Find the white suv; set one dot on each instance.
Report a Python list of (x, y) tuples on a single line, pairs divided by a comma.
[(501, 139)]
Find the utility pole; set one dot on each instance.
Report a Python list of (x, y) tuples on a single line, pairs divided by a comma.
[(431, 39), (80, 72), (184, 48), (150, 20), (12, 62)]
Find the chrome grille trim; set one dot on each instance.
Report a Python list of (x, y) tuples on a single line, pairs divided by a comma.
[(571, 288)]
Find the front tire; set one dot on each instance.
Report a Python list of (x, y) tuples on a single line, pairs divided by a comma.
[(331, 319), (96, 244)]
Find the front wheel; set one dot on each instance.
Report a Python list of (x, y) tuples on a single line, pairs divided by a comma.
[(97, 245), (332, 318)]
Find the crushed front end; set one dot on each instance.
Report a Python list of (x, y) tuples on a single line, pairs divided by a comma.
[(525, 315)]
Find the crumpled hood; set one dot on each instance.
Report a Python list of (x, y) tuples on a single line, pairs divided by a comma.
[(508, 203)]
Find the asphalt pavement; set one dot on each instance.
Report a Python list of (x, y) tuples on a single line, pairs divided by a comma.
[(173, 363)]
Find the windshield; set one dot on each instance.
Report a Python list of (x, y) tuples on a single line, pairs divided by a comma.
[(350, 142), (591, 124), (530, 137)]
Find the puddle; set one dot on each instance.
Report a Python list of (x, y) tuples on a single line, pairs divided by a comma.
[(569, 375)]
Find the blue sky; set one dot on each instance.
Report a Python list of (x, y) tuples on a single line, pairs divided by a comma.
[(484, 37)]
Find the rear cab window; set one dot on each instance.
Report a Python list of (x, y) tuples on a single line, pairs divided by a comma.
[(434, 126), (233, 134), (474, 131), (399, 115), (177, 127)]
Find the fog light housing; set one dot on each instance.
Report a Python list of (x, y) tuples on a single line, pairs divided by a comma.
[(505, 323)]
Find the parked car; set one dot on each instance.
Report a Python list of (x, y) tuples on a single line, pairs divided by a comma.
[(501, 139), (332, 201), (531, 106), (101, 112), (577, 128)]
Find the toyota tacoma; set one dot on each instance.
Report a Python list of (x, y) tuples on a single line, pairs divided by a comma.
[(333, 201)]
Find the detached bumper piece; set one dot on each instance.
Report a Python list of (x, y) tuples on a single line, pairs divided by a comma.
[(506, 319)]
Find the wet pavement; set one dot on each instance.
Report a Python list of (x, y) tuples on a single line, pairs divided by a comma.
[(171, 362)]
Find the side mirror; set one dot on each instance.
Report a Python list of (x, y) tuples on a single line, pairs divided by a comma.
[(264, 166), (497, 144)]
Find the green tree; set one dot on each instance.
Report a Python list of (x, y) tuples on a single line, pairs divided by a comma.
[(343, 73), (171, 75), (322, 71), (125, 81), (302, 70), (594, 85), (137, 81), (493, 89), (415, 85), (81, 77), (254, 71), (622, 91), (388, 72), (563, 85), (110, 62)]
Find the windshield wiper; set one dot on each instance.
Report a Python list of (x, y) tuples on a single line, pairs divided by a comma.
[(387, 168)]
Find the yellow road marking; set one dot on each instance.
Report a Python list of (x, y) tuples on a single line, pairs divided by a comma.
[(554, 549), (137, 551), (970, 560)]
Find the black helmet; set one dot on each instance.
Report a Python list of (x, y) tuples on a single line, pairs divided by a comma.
_____
### Problem statement
Present every line of the listing above as a numbered list, omitting any blank lines.

### Solution below
1. Find the white suv; set one dot on each instance.
2. Report a Python list of (x, y) tuples on a single line, pairs divided by a comma.
3. [(501, 139)]
4. Find the utility pole; set one dot on each instance.
5. Report a Python list of (x, y) tuples on a single line, pairs divided by a comma.
6. [(431, 39), (80, 72), (184, 48), (150, 20), (12, 62)]
7. Find the chrome grille trim; set one dot on each instance.
8. Report a Python list of (x, y) tuples on a single line, pairs divided by a comma.
9. [(571, 288)]
10. Find the front tire; set one dot on each instance.
11. Report a Python list of (x, y) tuples on a single line, pairs divided by a comma.
12. [(331, 319), (96, 244)]
13. Find the front wheel; set one dot on each instance.
14. Report a Python list of (x, y) tuples on a single line, pairs divided by a comma.
15. [(97, 245), (332, 318)]
16. Find the crushed front end; set one dot on each instance.
17. Report a Python list of (x, y) tuples on a single line, pairs divided by a comma.
18. [(525, 315)]
19. Find the crumpled hood; set one dot on each instance.
20. Report a Python list of (x, y) tuples on a single line, pairs divided by a comma.
21. [(508, 203)]
22. Find the asphalt pavement; set one dot on each instance.
23. Report a Python list of (x, y) tuples on a single line, pairs divided by a comma.
24. [(173, 363)]
25. Find the windshield; set one dot on each instance.
26. Report a Python list of (x, y) tuples on a single line, pairs divided by a comma.
27. [(350, 142), (591, 124), (530, 137)]
28. Find the puddle; set one dot on each instance.
29. Report a Python list of (x, y) tuples on a single line, pairs divided by a comma.
30. [(569, 375)]
31. Find the blue sky; set one dot on each instance.
32. Report a Python list of (x, y) tuples on a single line, pairs divided by a comma.
33. [(484, 37)]
34. Find the rear cab window; set one dot on each instance.
35. Report a Python list of (x, y) tuples on a single line, pairs divided by a comma.
36. [(434, 126), (233, 134), (474, 131), (399, 115), (177, 127)]
37. Find the fog light housing; set one dot on each instance.
38. Report a Python list of (x, y) tuples on a single line, pairs divided by a comma.
39. [(505, 323)]
40. Find the parked car; set one dot on each instance.
41. Report a Python list of (x, y) tuples on a single line, pairs divided by a comma.
42. [(501, 139), (332, 201), (531, 106), (101, 112), (577, 128)]
43. Find the toyota tacoma; set one dot on each instance.
44. Report a Python list of (x, y) tuples on a single line, pairs divided by a comma.
45. [(333, 201)]
46. Find the detached bumper piece; set one dot on each instance.
47. Report a Python list of (x, y) tuples on a single line, pairs divided by a comma.
48. [(506, 319)]
49. Find the wet pavement; set one dot on each instance.
50. Report a Python list of (x, y) tuples on a single line, pairs divided by a comma.
51. [(171, 362)]
52. Find the side mirror; set one dot on each instance.
53. Report a Python list of (x, y) tuples on a single line, pairs divided by a comma.
54. [(264, 166), (497, 144)]
55. Find the green tree; set one dot on each instance.
56. Report a Python list of (x, y) tuples on a single line, pairs divided by a comma.
57. [(343, 73), (171, 75), (322, 71), (125, 81), (302, 70), (594, 85), (137, 81), (493, 89), (415, 85), (81, 77), (254, 71), (622, 91), (388, 72), (563, 85), (110, 62)]
58. Find the windshield wiper; set one dot on each instance.
59. Report a Python list of (x, y) tuples on a single line, pairs divided by a comma.
60. [(387, 168)]
61. Find the yellow road marking; set one dot on each instance.
62. Report a Python list of (x, y) tuples on a single line, pairs divided by a comma.
63. [(554, 549), (137, 551), (970, 560)]
64. Find the black helmet; set one dot on each instance.
65. Report a Python list of (x, y) tuples on a single line, pairs divided by a comma.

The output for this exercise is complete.